[Aim of the task]
Please quote the lines below word for word, leaving out the pictures.

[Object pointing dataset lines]
================
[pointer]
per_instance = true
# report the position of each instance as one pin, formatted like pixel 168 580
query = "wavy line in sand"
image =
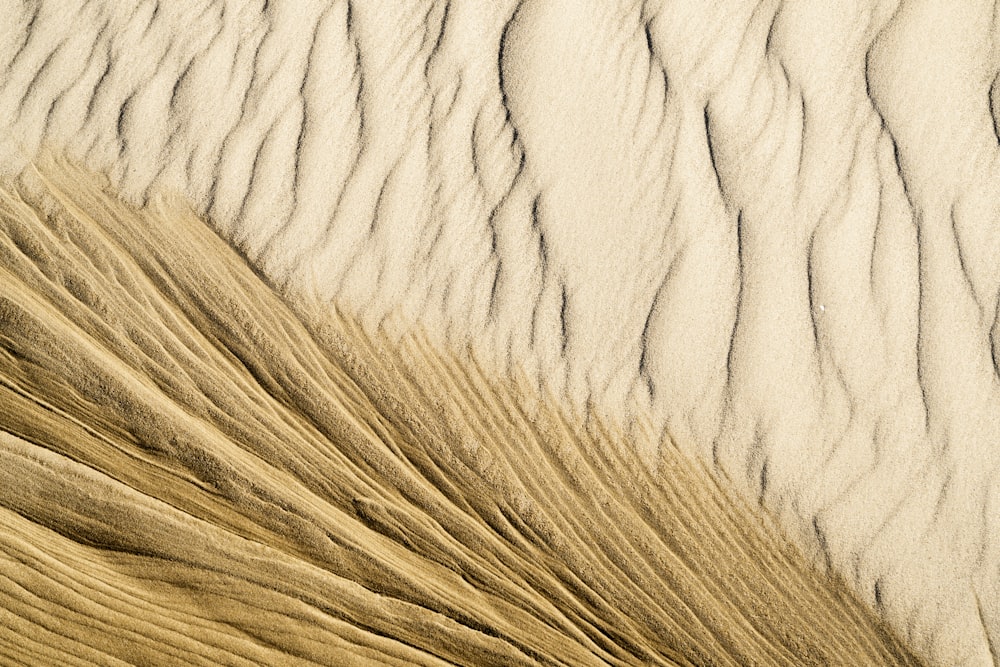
pixel 192 471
================
[Result for this task]
[pointer]
per_instance = true
# report the position of each instance as one pin, formatted like pixel 168 580
query = "wavy line in sand"
image =
pixel 192 471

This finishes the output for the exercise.